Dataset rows
* START *

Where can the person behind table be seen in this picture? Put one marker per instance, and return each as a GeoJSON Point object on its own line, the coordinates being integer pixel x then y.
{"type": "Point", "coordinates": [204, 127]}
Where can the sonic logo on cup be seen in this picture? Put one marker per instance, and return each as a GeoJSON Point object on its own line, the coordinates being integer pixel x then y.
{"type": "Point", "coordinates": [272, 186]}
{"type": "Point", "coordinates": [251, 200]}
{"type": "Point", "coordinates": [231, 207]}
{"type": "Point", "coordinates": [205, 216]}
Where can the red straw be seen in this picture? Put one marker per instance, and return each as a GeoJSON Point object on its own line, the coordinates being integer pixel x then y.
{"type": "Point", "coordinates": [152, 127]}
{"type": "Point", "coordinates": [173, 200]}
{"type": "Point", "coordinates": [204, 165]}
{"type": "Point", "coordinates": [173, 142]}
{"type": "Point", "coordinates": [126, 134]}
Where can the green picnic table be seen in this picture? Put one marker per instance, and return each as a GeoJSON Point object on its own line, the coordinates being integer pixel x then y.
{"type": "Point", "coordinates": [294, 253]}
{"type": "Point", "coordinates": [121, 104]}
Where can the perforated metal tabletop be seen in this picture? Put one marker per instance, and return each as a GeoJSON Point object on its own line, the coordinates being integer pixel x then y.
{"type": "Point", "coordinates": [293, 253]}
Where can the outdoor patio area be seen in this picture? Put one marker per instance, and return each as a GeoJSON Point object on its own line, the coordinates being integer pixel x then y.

* END *

WRITTEN TASK
Render every line of the entries above as a numbered list, omitting any blank lines.

EXERCISE RESPONSE
1. Where can the person behind table be seen in this picture? Put one marker per instance, and return each as a GeoJSON Point object on its own line, the coordinates being integer pixel x then y.
2. {"type": "Point", "coordinates": [204, 127]}
3. Where can the sonic logo on cup be seen in this picture? Put one marker per instance, and return each as a GeoJSON Point object on its own line, the coordinates being integer pixel x then y.
4. {"type": "Point", "coordinates": [272, 186]}
5. {"type": "Point", "coordinates": [251, 200]}
6. {"type": "Point", "coordinates": [231, 207]}
7. {"type": "Point", "coordinates": [205, 216]}
8. Where can the red straw be seen in this picture? Put one marker per instance, and return each as a GeoJSON Point object on its own line, the coordinates being integer pixel x then y.
9. {"type": "Point", "coordinates": [152, 127]}
10. {"type": "Point", "coordinates": [173, 200]}
11. {"type": "Point", "coordinates": [204, 165]}
12. {"type": "Point", "coordinates": [173, 142]}
13. {"type": "Point", "coordinates": [126, 134]}
14. Where can the green picnic table be seen in this picture? Put one marker per instance, and return each as a GeoJSON Point object on its own line, the coordinates being integer pixel x then y.
15. {"type": "Point", "coordinates": [294, 253]}
16. {"type": "Point", "coordinates": [121, 104]}
17. Where can the perforated metal tabletop be seen in this picture? Put one marker per instance, and return each as a GeoJSON Point object on its own line, the coordinates being integer pixel x then y.
18. {"type": "Point", "coordinates": [293, 253]}
19. Where can the outdoor patio area be seen in this picture? Put one marker per instance, and return each as a GeoJSON Point object on its own line, the coordinates being integer pixel x then y.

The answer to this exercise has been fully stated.